- **Assignment**
Every entry below, from first to last, should be copied exactly.

- **Information given**
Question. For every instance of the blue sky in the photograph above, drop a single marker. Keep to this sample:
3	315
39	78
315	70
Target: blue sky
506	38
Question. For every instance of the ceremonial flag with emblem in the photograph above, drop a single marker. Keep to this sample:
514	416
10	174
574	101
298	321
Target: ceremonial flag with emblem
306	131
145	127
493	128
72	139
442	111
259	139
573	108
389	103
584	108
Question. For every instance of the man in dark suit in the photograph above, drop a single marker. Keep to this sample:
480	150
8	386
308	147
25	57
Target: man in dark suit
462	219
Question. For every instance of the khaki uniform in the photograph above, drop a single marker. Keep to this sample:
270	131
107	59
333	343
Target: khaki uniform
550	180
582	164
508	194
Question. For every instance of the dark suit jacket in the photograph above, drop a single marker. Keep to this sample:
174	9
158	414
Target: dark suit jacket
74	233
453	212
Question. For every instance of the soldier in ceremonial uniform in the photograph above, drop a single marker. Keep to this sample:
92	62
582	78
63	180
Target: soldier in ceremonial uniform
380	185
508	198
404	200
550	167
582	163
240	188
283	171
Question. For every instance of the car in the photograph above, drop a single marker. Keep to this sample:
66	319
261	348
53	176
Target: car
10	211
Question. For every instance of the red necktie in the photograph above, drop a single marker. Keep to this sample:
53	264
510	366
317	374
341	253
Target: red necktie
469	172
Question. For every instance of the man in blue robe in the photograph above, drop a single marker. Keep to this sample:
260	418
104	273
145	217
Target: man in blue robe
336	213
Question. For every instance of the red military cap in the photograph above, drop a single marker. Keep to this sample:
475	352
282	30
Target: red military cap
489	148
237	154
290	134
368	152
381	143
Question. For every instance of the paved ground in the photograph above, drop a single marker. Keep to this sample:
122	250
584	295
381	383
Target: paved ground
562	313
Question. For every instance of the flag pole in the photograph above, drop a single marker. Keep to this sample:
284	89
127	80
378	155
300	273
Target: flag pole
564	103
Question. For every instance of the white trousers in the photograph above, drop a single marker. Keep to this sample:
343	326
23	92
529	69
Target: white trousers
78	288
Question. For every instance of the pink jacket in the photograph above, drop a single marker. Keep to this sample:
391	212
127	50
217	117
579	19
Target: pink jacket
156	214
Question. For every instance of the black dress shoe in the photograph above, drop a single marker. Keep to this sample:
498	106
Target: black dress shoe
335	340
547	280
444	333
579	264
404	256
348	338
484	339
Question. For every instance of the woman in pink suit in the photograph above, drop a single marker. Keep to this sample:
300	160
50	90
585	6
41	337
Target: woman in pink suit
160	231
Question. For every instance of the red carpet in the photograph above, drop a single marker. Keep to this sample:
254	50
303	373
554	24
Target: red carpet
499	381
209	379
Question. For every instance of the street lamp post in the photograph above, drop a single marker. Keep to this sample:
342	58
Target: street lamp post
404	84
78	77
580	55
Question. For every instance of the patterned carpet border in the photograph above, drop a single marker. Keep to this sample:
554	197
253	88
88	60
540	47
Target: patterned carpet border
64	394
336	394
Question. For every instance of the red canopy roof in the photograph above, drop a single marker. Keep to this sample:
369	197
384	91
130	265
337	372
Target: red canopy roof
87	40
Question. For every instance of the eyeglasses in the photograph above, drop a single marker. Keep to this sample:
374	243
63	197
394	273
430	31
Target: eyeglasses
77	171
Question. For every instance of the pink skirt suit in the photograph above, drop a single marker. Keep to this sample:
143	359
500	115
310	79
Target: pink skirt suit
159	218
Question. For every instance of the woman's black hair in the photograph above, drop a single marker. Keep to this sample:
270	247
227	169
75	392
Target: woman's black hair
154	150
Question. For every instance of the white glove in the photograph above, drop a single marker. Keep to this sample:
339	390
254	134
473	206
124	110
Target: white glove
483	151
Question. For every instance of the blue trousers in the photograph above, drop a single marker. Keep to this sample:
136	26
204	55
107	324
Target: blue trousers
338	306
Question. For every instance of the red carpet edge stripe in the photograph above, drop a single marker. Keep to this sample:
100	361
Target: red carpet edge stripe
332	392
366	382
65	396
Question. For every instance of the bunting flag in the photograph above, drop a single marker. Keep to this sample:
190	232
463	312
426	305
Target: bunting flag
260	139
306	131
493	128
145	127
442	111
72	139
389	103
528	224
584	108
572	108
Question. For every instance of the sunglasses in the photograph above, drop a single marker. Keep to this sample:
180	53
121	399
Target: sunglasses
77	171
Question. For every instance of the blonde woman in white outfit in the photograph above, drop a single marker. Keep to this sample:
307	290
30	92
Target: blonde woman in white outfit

- **Expected output**
Question. For every instance of the blue sky in the photograph above, drop a single marker. Keep to this sample:
3	315
39	78
315	70
Target: blue sky
506	38
Question. For every instance of the ceremonial flag with emblem in the photograph above, drop a single marker. Keep to this sample:
514	416
10	174
574	101
298	321
Target: ceremonial flag with emblem
306	131
145	127
493	128
72	139
442	111
259	139
573	108
389	103
584	108
Question. For every instance of the man in dark suit in the photograph above, drop a single marker. Keep to this sample:
480	150
8	386
308	147
25	57
Target: man in dark suit
462	219
Question. For every instance of the khaki uniform in the photograph above, drop a single marker. Keep to this sample:
270	131
107	59
333	343
Target: khaki uniform
550	180
582	164
508	194
Question. For every instance of the dark suit jacket in the photograph above, drop a single marker. Keep to this sample:
174	9
158	414
Target: dark suit jacket
74	233
453	212
Question. For every instance of the soldier in ceremonial uniform in the photograph above, drop a single marker. Keep to this sample:
92	62
582	78
63	180
Target: soldier in ceremonial uniform
380	185
508	198
404	200
550	167
582	163
240	188
283	171
Question. For every instance of the car in the photograph above, drop a single marker. Keep to this sample:
66	319
261	348
53	176
Target: car
10	211
Question. For every instance of the red necktie in the photograph above, drop a single marker. Keep to this sample:
53	264
510	366
317	374
341	253
Target: red necktie
469	172
Question. For every instance of the man in blue robe in the photograph above, drop a single marker. Keep to this sample:
260	418
104	273
145	217
Target: man in blue robe
336	213
Question. For every instance of the red military cap in the photograph above, drop a single marker. Keep to this sample:
475	352
282	30
Target: red military cap
489	148
237	154
290	134
368	152
381	143
Question. For every instance of the paved ground in the photograph above, drop a single marker. Keep to this sample:
122	250
584	295
381	383
Target: paved ground
562	313
Question. For every instance of the flag pole in the photograph above, drop a single marker. Keep to this sample:
284	89
127	80
378	155
300	273
Target: flag pole
564	103
Question. For every instance of the white trousers in the photograph above, drop a single marker. Keep to this sample:
343	326
23	92
529	69
Target: white trousers
78	288
Question. For every instance of the pink jacket in the photograph above, drop a single marker. Keep to this sample:
391	212
127	50
217	117
579	19
Target: pink jacket
156	214
Question. For every instance of the black dress shoe in the photograph above, drop a single marker. Keep to this sample:
498	106
Target: black dress shoe
335	340
547	280
444	333
579	264
404	256
348	338
484	339
Question. For every instance of the woman in pink suit in the photograph above, drop a single marker. Keep to this sample:
300	160
50	90
585	6
41	337
Target: woman in pink suit
160	231
Question. For every instance of the red carpet in the photograph above, drop a single marker. Keep to this sample:
254	50
303	373
554	24
Target: red carpet
499	381
209	379
Question. For every instance of the street lamp post in the photograph above, drop a single marker. Keep to this sample:
342	58
Target: street lamp post
404	84
78	77
580	55
Question. For every instance of the patterned carpet border in the photograph above, drop a single marker. Keep to this sample:
554	197
253	88
88	60
540	47
Target: patterned carpet border
64	394
336	394
Question. For every instance of the red canopy roof in the photograph above, drop a single marker. Keep to this sample:
369	197
384	91
130	265
337	372
Target: red canopy roof
87	40
Question. For every instance of the eyeglasses in the photograph above, drop a single marker. Keep to this sample:
374	243
63	197
394	273
430	31
Target: eyeglasses
77	171
Question. For every instance of the pink skirt suit in the photograph above, drop a single marker. Keep to this sample:
143	359
500	115
310	79
Target: pink skirt suit
159	218
Question. For every instance of the woman's black hair in the photograph above, drop a single marker. Keep to this sample:
270	247
227	169
75	392
Target: woman's black hair
154	150
Question. For every instance of the white glove in the photograph above, drop a single marker. Keep to this sample:
339	390
254	134
473	206
124	110
Target: white glove
483	151
Question. For every instance of the blue trousers in the photograph above, drop a single marker. Keep to this sample:
136	26
204	55
107	324
Target: blue trousers
338	306
Question. For every instance of the red carpet edge stripe in the photograph above, drop a single marker. Keep to this sample:
100	361
Target: red carpet edge stripe
332	392
366	382
65	396
Question. For every instance of the bunting flag in the photograph above, drop a single marker. Keep to this sample:
190	232
463	312
426	305
Target: bunting flag
260	139
306	131
493	128
145	127
442	111
72	139
389	103
528	224
584	108
572	108
Question. For every instance of the sunglasses in the photograph above, drop a single marker. Keep to this sample:
180	53
121	399
Target: sunglasses
77	171
Question. For every instance of the blonde woman in white outfit in the photograph above, drop a single marker. Keep to this sample:
307	290
30	92
Target: blonde woman in white outfit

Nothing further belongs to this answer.